>>>>>

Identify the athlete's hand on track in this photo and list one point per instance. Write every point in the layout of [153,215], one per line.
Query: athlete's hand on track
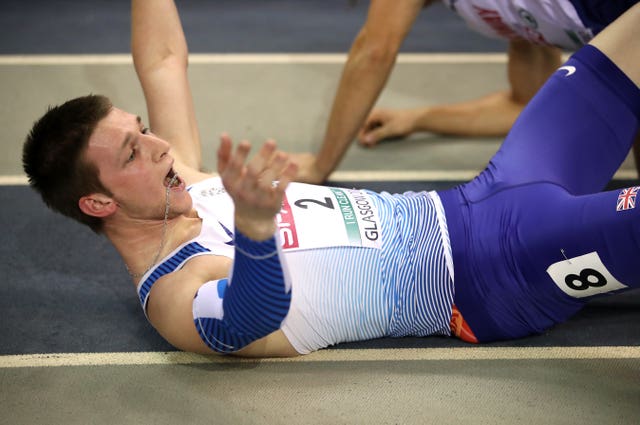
[250,183]
[387,123]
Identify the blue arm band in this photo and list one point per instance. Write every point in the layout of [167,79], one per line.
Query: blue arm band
[254,303]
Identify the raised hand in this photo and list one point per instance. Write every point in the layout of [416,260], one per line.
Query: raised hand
[256,185]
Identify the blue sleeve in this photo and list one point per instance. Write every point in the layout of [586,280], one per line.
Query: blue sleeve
[231,313]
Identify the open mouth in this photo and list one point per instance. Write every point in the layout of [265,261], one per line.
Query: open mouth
[172,180]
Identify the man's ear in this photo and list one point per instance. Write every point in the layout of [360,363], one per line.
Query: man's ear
[97,205]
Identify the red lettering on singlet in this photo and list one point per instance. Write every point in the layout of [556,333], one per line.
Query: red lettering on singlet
[287,226]
[494,20]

<<<<<

**Set task**
Transcribe all the data word for word; the images stay out.

**Answer below**
Identify the athlete's hand on track in this photo and list one point per instance. Write every point in the layout of [153,215], one per line.
Query: athlete's hand on track
[250,183]
[387,123]
Identify the blue arm band in this photo and list one point per instance. Write every point in the layout of [167,79], one per line.
Query: blue arm band
[254,303]
Identify the raised hand in this photo and list one point per instance. Write every point in the layout of [416,260], one per line.
Query: raised hand
[256,185]
Identify the blue sleeve in this photo and list one point per instance. Write every point in the layout of [586,280], one per line.
Query: blue sleeve
[231,313]
Identify the open mouth in this photo and list one point per instance. Write every point in the layout of [265,261], one per line.
Query: open mouth
[172,180]
Identify the man's ear in this photo and list one point per instance. Write every point in the layout of [360,363], one per line.
Query: man's ear
[97,205]
Identify the red lettering on singlet in this photo and list one point per instance. Write every point in the layout of [556,333], one per line.
Query: red lettering on singlet
[287,226]
[494,20]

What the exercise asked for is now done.